*Task details*.
Your task is to return the span of lines beginning at the one with "Practice. Pick out the wood plank" and ending at the last line of the data, exactly as it stands.
+---+
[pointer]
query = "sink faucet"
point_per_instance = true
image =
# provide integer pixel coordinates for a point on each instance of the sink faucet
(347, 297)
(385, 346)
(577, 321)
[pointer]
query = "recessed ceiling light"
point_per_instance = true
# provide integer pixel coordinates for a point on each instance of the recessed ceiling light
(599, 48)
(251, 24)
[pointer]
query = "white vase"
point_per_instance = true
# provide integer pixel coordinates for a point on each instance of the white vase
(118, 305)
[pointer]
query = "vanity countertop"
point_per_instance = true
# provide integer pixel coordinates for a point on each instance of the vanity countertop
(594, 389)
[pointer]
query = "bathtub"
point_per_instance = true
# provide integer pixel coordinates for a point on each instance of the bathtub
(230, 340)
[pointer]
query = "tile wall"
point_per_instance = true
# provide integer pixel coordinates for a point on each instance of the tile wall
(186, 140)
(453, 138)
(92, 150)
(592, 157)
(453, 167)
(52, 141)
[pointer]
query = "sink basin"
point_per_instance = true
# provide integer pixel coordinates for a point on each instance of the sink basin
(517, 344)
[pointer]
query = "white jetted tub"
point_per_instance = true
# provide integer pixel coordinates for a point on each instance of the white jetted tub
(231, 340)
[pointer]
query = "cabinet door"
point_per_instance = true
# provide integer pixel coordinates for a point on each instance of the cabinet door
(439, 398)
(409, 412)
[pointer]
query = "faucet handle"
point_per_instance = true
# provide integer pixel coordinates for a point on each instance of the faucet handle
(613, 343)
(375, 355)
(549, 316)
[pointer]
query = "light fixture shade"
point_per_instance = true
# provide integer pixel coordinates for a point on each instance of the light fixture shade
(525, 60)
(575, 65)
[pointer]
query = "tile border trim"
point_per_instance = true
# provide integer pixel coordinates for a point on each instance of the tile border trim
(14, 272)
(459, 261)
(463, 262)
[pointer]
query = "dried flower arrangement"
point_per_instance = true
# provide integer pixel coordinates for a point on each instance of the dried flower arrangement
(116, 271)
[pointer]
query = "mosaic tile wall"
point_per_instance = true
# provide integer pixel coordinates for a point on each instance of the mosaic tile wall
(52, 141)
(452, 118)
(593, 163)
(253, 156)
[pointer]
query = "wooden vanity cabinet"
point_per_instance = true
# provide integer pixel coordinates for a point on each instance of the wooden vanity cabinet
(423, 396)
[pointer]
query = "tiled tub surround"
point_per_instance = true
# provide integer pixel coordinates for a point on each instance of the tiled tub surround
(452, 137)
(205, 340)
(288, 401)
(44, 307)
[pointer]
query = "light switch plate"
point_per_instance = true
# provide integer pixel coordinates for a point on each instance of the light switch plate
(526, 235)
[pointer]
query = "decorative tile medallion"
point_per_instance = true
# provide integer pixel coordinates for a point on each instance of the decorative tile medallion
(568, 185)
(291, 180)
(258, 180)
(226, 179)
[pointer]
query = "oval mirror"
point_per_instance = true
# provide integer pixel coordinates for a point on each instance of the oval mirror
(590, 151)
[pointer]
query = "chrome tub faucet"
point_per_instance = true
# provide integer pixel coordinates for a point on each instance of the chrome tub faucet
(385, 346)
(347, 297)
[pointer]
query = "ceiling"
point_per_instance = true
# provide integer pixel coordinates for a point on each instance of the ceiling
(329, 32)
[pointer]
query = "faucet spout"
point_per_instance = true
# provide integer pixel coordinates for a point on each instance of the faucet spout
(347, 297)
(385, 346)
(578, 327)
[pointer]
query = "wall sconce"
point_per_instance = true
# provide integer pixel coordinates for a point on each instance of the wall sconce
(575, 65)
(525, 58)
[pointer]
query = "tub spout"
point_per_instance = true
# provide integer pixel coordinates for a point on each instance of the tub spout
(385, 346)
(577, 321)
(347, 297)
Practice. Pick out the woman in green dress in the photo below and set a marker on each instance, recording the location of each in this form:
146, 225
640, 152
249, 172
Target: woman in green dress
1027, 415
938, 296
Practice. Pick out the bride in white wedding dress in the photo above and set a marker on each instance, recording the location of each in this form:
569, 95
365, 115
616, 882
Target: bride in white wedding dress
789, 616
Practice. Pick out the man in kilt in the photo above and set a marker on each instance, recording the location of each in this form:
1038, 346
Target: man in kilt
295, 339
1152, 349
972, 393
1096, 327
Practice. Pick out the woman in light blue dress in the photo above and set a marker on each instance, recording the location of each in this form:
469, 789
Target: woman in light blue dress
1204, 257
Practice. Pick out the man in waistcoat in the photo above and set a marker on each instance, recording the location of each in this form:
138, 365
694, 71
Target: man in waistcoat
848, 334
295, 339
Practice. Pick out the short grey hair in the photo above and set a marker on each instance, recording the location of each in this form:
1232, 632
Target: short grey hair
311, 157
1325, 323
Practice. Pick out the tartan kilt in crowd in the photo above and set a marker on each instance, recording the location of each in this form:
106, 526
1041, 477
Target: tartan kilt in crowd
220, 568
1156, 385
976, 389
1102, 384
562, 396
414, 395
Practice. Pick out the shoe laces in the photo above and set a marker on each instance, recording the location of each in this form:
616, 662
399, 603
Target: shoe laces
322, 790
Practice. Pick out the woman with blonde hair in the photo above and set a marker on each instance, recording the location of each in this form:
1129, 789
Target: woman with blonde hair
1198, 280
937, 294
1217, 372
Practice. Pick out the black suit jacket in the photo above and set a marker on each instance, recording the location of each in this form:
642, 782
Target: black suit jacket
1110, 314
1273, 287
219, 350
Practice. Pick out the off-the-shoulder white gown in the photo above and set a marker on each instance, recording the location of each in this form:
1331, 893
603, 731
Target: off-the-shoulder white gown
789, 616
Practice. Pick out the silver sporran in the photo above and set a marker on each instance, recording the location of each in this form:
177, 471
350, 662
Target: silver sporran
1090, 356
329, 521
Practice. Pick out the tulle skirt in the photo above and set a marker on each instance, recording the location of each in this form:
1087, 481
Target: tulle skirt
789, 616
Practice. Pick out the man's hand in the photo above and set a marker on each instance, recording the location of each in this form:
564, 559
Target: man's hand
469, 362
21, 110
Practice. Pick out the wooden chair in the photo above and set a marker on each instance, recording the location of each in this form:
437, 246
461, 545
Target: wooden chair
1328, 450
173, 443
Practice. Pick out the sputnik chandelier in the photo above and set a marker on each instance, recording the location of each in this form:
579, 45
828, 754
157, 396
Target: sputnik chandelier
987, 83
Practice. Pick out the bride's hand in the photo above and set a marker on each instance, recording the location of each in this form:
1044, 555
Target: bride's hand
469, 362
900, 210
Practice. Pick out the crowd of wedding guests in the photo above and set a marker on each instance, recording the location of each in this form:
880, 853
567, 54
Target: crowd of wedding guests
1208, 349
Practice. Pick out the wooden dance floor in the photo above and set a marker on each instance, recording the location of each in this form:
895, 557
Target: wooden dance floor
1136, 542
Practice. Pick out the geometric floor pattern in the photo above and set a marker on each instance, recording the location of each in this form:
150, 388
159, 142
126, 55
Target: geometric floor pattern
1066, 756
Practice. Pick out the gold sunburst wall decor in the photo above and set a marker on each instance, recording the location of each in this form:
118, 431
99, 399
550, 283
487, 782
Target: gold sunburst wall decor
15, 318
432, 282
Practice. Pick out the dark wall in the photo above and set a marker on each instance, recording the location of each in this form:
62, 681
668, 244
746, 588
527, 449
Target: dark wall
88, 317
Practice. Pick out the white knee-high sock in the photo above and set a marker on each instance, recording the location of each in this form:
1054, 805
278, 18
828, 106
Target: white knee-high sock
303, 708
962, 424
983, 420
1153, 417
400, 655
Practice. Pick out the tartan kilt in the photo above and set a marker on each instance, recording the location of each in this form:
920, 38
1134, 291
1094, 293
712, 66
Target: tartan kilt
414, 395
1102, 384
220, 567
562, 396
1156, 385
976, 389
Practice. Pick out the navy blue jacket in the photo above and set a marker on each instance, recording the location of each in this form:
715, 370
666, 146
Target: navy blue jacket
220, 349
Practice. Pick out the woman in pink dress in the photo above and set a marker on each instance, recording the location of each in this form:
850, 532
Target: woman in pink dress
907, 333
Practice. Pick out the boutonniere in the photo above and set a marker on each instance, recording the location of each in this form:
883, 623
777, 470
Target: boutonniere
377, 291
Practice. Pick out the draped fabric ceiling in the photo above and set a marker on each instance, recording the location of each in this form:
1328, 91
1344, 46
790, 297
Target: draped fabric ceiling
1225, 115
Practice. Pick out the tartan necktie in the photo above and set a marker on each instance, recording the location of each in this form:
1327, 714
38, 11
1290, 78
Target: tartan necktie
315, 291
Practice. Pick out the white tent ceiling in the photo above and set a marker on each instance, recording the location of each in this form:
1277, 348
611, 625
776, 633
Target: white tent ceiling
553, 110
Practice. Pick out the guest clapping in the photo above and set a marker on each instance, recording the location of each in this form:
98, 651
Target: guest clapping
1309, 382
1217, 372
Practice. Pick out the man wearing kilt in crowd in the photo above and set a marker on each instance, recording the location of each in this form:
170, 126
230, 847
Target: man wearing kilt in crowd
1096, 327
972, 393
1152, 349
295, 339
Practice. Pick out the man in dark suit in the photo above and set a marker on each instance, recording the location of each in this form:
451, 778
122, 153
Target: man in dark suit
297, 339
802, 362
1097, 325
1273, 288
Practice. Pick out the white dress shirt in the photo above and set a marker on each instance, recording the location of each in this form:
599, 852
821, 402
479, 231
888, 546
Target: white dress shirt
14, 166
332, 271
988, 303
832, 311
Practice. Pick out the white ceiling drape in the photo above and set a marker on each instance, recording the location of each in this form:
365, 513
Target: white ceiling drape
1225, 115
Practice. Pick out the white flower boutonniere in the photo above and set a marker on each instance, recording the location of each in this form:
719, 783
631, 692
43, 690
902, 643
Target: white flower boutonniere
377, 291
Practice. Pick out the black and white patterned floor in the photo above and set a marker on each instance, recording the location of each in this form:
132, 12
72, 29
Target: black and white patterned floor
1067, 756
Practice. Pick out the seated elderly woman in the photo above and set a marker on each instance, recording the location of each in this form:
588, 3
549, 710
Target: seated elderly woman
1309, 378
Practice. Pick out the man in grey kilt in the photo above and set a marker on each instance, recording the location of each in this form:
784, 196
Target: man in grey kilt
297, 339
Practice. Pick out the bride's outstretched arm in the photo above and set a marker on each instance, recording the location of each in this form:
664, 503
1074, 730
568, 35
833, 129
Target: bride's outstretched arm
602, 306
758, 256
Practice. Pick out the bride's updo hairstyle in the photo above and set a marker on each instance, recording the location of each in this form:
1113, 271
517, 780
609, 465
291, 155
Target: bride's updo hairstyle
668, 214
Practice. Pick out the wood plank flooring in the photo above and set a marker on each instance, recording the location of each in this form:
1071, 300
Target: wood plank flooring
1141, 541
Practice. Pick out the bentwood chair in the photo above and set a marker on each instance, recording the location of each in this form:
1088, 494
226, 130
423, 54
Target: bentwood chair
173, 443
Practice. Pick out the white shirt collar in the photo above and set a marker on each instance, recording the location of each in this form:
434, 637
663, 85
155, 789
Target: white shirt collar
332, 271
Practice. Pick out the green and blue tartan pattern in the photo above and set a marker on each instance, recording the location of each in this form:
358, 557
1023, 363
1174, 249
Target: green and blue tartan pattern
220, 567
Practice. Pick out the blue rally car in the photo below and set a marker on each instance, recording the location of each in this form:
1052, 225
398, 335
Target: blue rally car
+---+
*Solution*.
Practice. Pick out the wood plank flooring in the photo above and set a marker on each instance, recording the location of each in this form:
1071, 300
Target: wood plank flooring
1141, 541
Practice. Pick out the bentwood chair in the photo above and set a marker on each instance, recording the location of each in this form:
1088, 494
226, 130
423, 54
Target: bentwood chair
173, 443
Practice. Pick out the white shirt collar in the photo above and set a marker on each instance, recording the location of each in this form:
434, 637
663, 85
155, 789
Target: white shirt collar
332, 271
Practice. Pick out the green and blue tartan pattern in the photo above and set a marker on each instance, recording the location of each in this form:
358, 557
1023, 363
1174, 249
Target: green and blue tartan pattern
220, 567
Practice. Pick out the blue rally car in the photo below and set a marker on each instance, recording the location of each in this form:
1052, 225
398, 335
Target: blue rally car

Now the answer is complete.